+++ 読解文 +++

でも今の育児環境は、(おとなにとっての)便利な育児グッズの影響もあり、
順序を飛ばしても、
早く動くこと=いいこと
と誤解されがちです。
寝返りからズリバイ・ハイハイ、つかまり立ち
と移行していくはずが、
反り返りの強い赤ちゃんが、早い時期から寝返りをしたり
ハイハイをせずに、つかまり立ちしてしまう
本来、ハイハイは両手と両膝でしっかり体重を支え、カラダの軸の伸展や回旋、体幹の安定、左右のバランス・体重移動などを育てる重要な発達過程です。
でも、現場では“寝返りができた・ハイハイした・立った”という
発達のマイルストーン(道しるべ)しか見ていない健診が少なくありません。
あかちゃんが今の運動発達にどうやって至ったのか、動きや姿勢の「質」や「過程」が見られていないのです。
健診で確認するべきことは
「なにができるか(発達の量)」
ではなく
「どうやって、できているか(発達の質)」です。
今の育児環境は、とても便利で快適(おとなにとって)です。
育児も効率的でコスパの良いことが重視されがちです。
でもその「快適さ」は、あかちゃんにとっての「不自由さ」になっていることも少なくありません。

+++ 提供データ +++

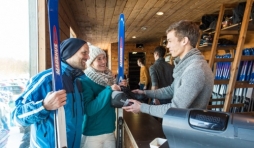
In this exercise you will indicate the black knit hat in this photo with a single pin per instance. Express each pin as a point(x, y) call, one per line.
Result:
point(69, 47)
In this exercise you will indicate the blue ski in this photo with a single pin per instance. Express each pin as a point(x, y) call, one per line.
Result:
point(59, 119)
point(121, 38)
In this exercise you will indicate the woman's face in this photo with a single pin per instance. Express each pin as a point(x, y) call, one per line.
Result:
point(100, 63)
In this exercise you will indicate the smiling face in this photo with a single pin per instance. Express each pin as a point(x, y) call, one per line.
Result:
point(78, 60)
point(177, 46)
point(100, 63)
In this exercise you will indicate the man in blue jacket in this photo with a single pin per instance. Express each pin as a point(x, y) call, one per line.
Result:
point(37, 104)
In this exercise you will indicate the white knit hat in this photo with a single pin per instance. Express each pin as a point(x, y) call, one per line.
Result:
point(93, 53)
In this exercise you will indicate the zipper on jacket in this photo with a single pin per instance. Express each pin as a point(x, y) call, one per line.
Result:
point(73, 105)
point(82, 103)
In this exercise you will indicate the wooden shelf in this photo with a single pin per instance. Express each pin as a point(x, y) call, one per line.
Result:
point(219, 82)
point(221, 106)
point(247, 58)
point(235, 28)
point(243, 58)
point(223, 59)
point(244, 84)
point(219, 47)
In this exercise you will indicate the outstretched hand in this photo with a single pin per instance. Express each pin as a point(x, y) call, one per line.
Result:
point(55, 100)
point(135, 107)
point(115, 87)
point(138, 91)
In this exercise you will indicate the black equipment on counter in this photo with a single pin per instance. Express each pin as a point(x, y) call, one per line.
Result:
point(121, 98)
point(194, 128)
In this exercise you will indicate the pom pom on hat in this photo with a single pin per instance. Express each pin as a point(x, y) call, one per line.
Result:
point(93, 53)
point(69, 47)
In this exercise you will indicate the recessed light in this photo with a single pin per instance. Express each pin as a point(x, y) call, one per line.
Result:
point(159, 13)
point(143, 28)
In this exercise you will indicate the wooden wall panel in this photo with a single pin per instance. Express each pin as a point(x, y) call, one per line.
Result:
point(131, 47)
point(66, 20)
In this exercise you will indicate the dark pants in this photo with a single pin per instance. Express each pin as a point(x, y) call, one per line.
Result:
point(141, 86)
point(5, 125)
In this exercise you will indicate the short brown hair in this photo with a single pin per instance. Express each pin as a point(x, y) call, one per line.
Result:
point(185, 28)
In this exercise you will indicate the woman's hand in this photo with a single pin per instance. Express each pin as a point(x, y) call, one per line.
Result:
point(115, 87)
point(135, 107)
point(138, 91)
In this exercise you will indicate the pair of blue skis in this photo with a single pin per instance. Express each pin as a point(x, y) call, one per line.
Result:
point(59, 117)
point(121, 39)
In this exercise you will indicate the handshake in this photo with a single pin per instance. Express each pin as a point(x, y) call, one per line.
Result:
point(121, 98)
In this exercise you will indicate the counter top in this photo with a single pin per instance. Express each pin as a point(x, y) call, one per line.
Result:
point(142, 128)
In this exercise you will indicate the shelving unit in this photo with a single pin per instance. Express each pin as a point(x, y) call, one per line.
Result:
point(239, 29)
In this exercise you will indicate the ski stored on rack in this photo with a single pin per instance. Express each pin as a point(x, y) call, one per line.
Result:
point(59, 117)
point(121, 37)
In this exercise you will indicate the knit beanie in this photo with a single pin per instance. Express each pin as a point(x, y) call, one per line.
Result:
point(69, 47)
point(93, 53)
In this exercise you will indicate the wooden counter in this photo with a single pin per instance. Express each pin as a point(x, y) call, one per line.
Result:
point(140, 130)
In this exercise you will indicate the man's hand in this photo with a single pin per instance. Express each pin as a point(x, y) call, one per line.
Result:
point(115, 87)
point(123, 83)
point(156, 102)
point(138, 91)
point(135, 107)
point(55, 100)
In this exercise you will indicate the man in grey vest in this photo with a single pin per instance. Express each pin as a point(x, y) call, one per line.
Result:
point(161, 74)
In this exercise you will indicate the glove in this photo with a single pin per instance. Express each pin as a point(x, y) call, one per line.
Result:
point(132, 95)
point(119, 99)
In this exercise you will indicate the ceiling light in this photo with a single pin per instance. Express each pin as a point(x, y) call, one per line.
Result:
point(159, 13)
point(143, 28)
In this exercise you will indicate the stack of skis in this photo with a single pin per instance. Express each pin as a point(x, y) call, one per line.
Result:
point(240, 95)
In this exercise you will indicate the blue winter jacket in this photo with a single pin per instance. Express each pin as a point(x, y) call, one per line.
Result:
point(30, 111)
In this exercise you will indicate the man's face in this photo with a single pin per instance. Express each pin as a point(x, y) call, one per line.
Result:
point(78, 60)
point(176, 47)
point(100, 63)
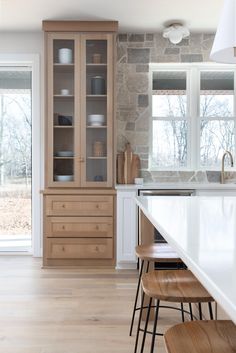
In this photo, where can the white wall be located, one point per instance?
(21, 42)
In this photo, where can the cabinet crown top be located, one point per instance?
(80, 26)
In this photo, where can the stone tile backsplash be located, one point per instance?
(134, 54)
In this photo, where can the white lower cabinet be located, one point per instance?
(127, 223)
(127, 229)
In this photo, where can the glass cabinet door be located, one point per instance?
(62, 110)
(97, 113)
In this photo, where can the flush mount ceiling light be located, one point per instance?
(176, 32)
(224, 46)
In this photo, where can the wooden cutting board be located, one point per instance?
(128, 155)
(120, 168)
(128, 166)
(135, 167)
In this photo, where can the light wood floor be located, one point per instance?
(67, 310)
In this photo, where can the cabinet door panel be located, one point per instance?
(63, 152)
(97, 111)
(80, 227)
(59, 248)
(79, 205)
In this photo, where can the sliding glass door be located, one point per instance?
(15, 158)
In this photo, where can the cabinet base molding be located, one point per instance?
(126, 266)
(75, 263)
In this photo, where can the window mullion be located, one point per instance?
(194, 129)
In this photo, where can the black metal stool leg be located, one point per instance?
(200, 311)
(136, 298)
(210, 311)
(182, 311)
(147, 269)
(155, 326)
(191, 312)
(139, 323)
(146, 325)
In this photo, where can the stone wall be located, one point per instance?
(134, 53)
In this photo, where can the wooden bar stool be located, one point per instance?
(202, 337)
(175, 286)
(156, 253)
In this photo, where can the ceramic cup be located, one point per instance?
(138, 181)
(65, 92)
(65, 56)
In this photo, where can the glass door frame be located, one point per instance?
(109, 110)
(49, 175)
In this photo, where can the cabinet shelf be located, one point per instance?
(96, 67)
(56, 157)
(63, 127)
(96, 96)
(96, 127)
(97, 157)
(63, 96)
(63, 67)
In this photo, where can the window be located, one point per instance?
(193, 116)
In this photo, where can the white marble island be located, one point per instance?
(202, 230)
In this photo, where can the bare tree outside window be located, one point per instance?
(15, 155)
(213, 113)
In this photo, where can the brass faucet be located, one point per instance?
(222, 180)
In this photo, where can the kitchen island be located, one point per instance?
(202, 230)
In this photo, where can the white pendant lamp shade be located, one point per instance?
(225, 39)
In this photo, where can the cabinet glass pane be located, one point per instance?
(63, 110)
(96, 110)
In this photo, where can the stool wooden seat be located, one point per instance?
(202, 337)
(174, 286)
(157, 252)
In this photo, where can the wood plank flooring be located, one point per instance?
(67, 310)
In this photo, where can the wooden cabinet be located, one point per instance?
(79, 229)
(79, 168)
(80, 109)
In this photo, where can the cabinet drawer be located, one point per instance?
(80, 227)
(79, 205)
(59, 248)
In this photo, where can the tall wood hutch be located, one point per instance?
(79, 196)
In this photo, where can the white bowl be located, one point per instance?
(96, 119)
(64, 177)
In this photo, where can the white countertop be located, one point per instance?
(179, 185)
(202, 230)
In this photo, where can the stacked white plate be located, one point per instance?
(64, 154)
(96, 119)
(64, 177)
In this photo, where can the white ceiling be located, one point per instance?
(133, 15)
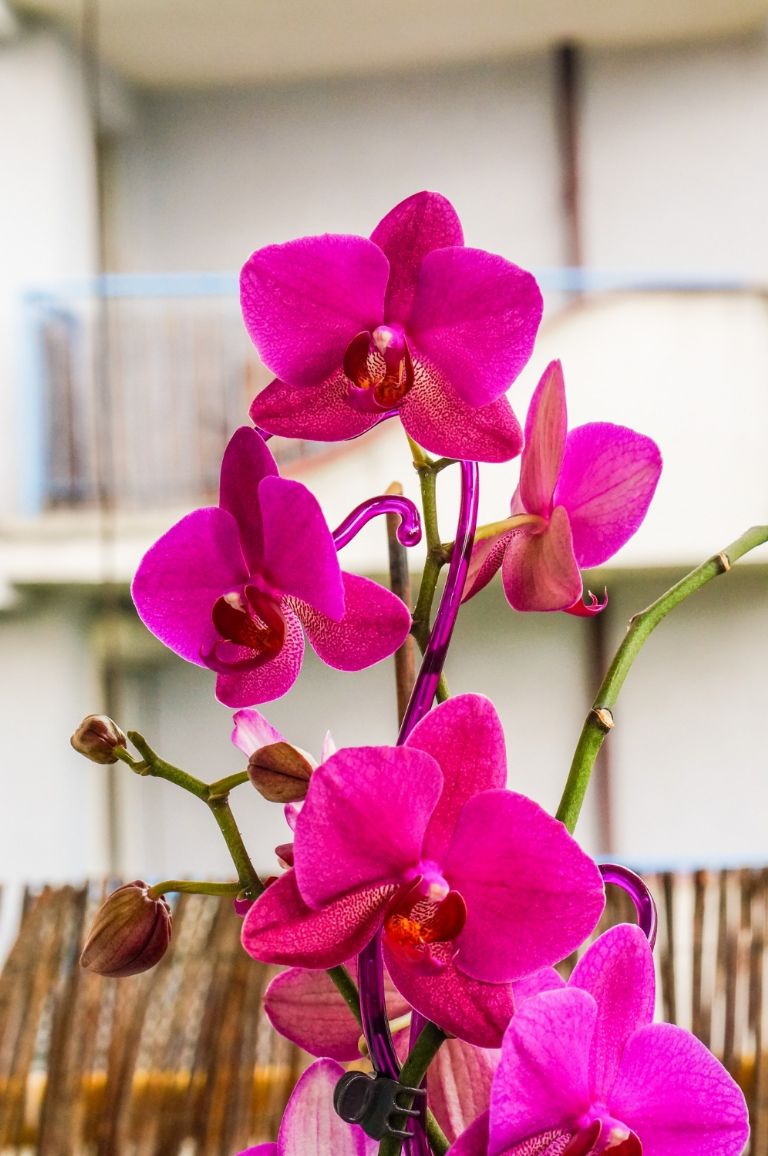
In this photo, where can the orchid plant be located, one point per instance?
(419, 903)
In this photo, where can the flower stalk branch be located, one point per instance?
(192, 887)
(414, 1069)
(600, 718)
(214, 794)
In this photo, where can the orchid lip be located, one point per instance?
(251, 620)
(379, 369)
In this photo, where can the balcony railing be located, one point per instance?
(133, 384)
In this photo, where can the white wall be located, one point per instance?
(208, 177)
(48, 206)
(676, 158)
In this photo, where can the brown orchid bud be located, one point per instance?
(130, 934)
(280, 772)
(97, 736)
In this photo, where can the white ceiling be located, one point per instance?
(205, 43)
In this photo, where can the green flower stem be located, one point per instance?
(153, 764)
(436, 555)
(600, 719)
(250, 881)
(414, 1071)
(223, 786)
(214, 794)
(193, 887)
(347, 988)
(493, 528)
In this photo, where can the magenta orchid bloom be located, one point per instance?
(585, 1072)
(233, 587)
(252, 732)
(307, 1008)
(310, 1126)
(408, 321)
(582, 495)
(473, 886)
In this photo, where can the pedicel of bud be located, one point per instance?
(130, 934)
(280, 772)
(97, 736)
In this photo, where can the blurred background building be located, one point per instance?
(146, 148)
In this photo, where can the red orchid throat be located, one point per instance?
(604, 1135)
(422, 923)
(251, 621)
(379, 368)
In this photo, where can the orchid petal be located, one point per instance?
(532, 895)
(546, 979)
(281, 928)
(475, 316)
(408, 231)
(545, 441)
(363, 820)
(543, 1080)
(487, 556)
(465, 738)
(271, 680)
(307, 1008)
(320, 413)
(304, 301)
(374, 625)
(310, 1125)
(677, 1097)
(618, 972)
(474, 1141)
(181, 577)
(469, 1008)
(300, 557)
(539, 570)
(251, 732)
(445, 423)
(606, 483)
(246, 461)
(458, 1084)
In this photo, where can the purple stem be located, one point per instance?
(370, 966)
(432, 665)
(639, 893)
(408, 531)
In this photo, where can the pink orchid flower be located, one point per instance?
(408, 321)
(310, 1125)
(252, 732)
(233, 587)
(585, 1072)
(473, 886)
(581, 496)
(307, 1008)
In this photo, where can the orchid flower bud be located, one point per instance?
(130, 934)
(97, 736)
(280, 772)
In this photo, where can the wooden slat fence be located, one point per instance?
(182, 1061)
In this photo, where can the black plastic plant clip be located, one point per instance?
(373, 1103)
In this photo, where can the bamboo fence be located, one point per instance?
(182, 1061)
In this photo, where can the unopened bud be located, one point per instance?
(280, 772)
(97, 736)
(130, 934)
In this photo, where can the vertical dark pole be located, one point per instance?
(108, 602)
(568, 79)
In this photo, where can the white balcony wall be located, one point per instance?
(48, 216)
(676, 158)
(207, 177)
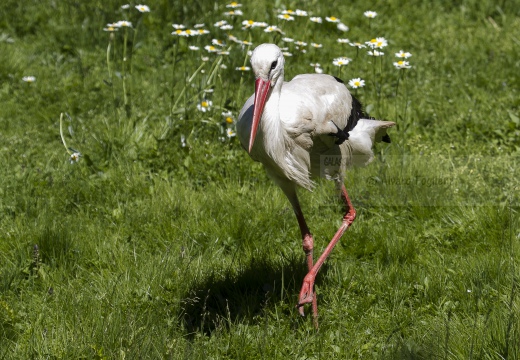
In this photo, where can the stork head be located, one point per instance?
(267, 62)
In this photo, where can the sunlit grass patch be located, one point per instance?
(143, 229)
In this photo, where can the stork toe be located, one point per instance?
(306, 292)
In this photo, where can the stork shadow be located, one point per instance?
(242, 297)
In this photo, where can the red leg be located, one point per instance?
(307, 291)
(308, 246)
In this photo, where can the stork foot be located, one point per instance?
(307, 293)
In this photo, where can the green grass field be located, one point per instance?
(165, 240)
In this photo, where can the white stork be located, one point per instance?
(308, 127)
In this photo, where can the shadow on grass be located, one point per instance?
(219, 301)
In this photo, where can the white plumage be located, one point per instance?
(305, 128)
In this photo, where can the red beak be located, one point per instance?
(261, 90)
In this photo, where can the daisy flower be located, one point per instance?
(210, 48)
(234, 39)
(317, 68)
(228, 116)
(358, 45)
(402, 54)
(233, 5)
(218, 42)
(74, 157)
(271, 28)
(402, 65)
(377, 43)
(205, 105)
(123, 23)
(111, 28)
(341, 61)
(332, 19)
(342, 27)
(179, 32)
(248, 23)
(230, 133)
(356, 83)
(286, 17)
(29, 78)
(220, 23)
(142, 8)
(234, 13)
(376, 53)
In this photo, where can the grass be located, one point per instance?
(166, 241)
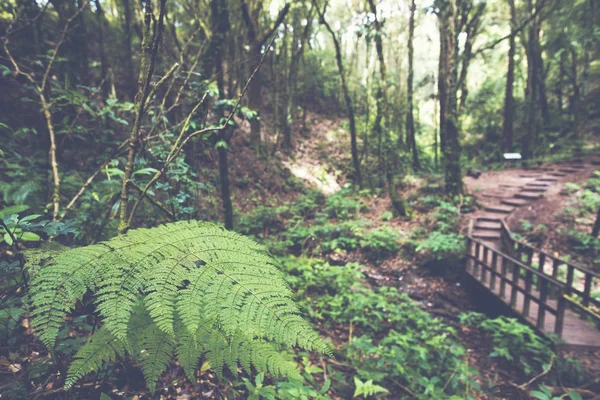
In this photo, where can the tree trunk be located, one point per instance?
(103, 60)
(349, 106)
(392, 159)
(596, 228)
(509, 101)
(447, 79)
(152, 38)
(129, 69)
(410, 123)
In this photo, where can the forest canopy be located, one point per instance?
(203, 189)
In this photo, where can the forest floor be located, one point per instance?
(320, 155)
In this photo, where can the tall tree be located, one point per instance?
(128, 64)
(348, 99)
(392, 155)
(256, 41)
(410, 123)
(447, 88)
(509, 101)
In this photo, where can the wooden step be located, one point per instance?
(547, 179)
(538, 184)
(490, 226)
(528, 196)
(486, 234)
(498, 209)
(515, 202)
(490, 218)
(496, 195)
(534, 189)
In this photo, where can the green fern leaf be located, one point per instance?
(187, 288)
(102, 348)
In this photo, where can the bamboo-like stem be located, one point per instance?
(149, 50)
(180, 144)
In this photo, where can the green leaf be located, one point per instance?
(30, 237)
(145, 171)
(30, 217)
(13, 210)
(574, 395)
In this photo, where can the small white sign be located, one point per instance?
(512, 156)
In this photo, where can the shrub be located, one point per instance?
(380, 243)
(187, 288)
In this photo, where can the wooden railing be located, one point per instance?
(578, 281)
(506, 277)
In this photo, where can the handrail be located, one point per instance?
(575, 265)
(480, 253)
(586, 307)
(521, 264)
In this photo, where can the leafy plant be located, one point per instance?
(367, 388)
(186, 288)
(514, 342)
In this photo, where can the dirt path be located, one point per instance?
(502, 193)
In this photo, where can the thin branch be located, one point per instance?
(156, 203)
(520, 28)
(178, 145)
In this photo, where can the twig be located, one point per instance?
(179, 144)
(535, 378)
(151, 200)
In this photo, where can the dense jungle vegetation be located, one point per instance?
(250, 199)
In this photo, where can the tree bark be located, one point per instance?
(103, 60)
(129, 70)
(392, 159)
(256, 41)
(596, 228)
(410, 123)
(509, 101)
(447, 80)
(150, 44)
(349, 106)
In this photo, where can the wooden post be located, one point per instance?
(494, 271)
(484, 266)
(560, 314)
(587, 288)
(526, 299)
(542, 261)
(515, 285)
(476, 266)
(503, 277)
(541, 320)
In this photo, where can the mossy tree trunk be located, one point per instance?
(447, 86)
(410, 123)
(349, 105)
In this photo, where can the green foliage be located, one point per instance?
(344, 205)
(544, 393)
(514, 342)
(367, 388)
(442, 246)
(189, 288)
(380, 243)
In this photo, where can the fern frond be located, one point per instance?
(102, 348)
(196, 289)
(240, 350)
(157, 349)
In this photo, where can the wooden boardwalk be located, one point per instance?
(549, 293)
(541, 300)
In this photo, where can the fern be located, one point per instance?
(187, 288)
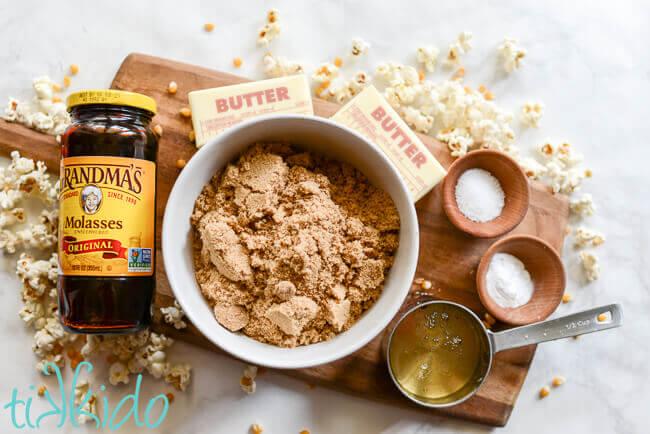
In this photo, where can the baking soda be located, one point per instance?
(479, 195)
(508, 282)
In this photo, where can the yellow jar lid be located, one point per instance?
(113, 97)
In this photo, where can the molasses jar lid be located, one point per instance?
(112, 97)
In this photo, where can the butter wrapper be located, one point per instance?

+++

> 設問:
**a)** 赤ちゃんの運動発達についての文章から、「あかちゃんが今の運動発達にど」から「育児も効率的でコスパの良いことが重視されがちです。」までの部分をすべて、一字も変えずにもう一度書き出してください。
**b)** 赤ちゃんの運動発達についての文章の続きを、最後の文の次から書いてください。

> 設問別解答:
**a)**
あかちゃんが今の運動発達にどうやって至ったのか、動きや姿勢の「質」や「過程」が見られていないのです。
健診で確認するべきことは
「なにができるか(発達の量)」
ではなく
「どうやって、できているか(発達の質)」です。
今の育児環境は、とても便利で快適(おとなにとって)です。
育児も効率的でコスパの良いことが重視されがちです。

**b)**
たとえば、、
まだ首がすわらない新生児期から使える縦抱き抱っこ紐
→おとなは両手が使えるし、腰も楽ちん。スタイリッシュでおしゃれ。(桂里奈さんも、縦抱きに憧れてた!と仰ってました)
でもあかちゃんにとっては、まだ姿勢を保てずに反り返りがちに。
たとえば、
ぐっすり眠れるからと「おくるみ」で寝かせる
→モロー反射や指しゃぶりなどの原始反射は発達を促すためのスイッチとしてとても大切。包まれることで反射が抑えられてしまうことも。
たとえば、
「泣かせない育児」が推奨される風潮
→抱っこばかりされていて、おとなしいあかちゃん。
「泣くこと」は体を作ること、コミュニケーションの学び。そんなあかちゃんにとって、大切な経験が奪われてしまう。
(胸筋や腹筋が働かないから臍ヘルニア・便秘・風邪を引いてもなかなか治らない・昼間疲れないから夜寝ない、、、あかちゃんが本当に多い!)
安全を考えて、あかちゃんはサークルの中で過ごすことが多い。
→ゴロゴロしたり、ハイハイしたりが出来ず、運動が制限されてしまう…
そして
最近の小児医療では、あかちゃんの頭のかたち(歪み)に対してヘルメット治療を推奨する動きがあります。
とくに頭のかたちを気にする日本人
頭の歪みは、頭蓋骨の癒合異常などの病気を除けば、
「胎児期の姿勢」「運動の左右差」「環境による向き癖」「自発運動の制限」などが背景にあって、どの子にも認められるものです。
それなのに「形を矯正するためにヘルメットを」という早期の判断が、結果的にあかちゃんの運動発達をさらに制限してしまうこともあるんです。
「頭が歪むと、将来メガネが合わないかもしれない」
「噛み合わせが悪くなる」
「帽子がフィットしない」
「3D測定器ではかったら最重度のゆがみです!」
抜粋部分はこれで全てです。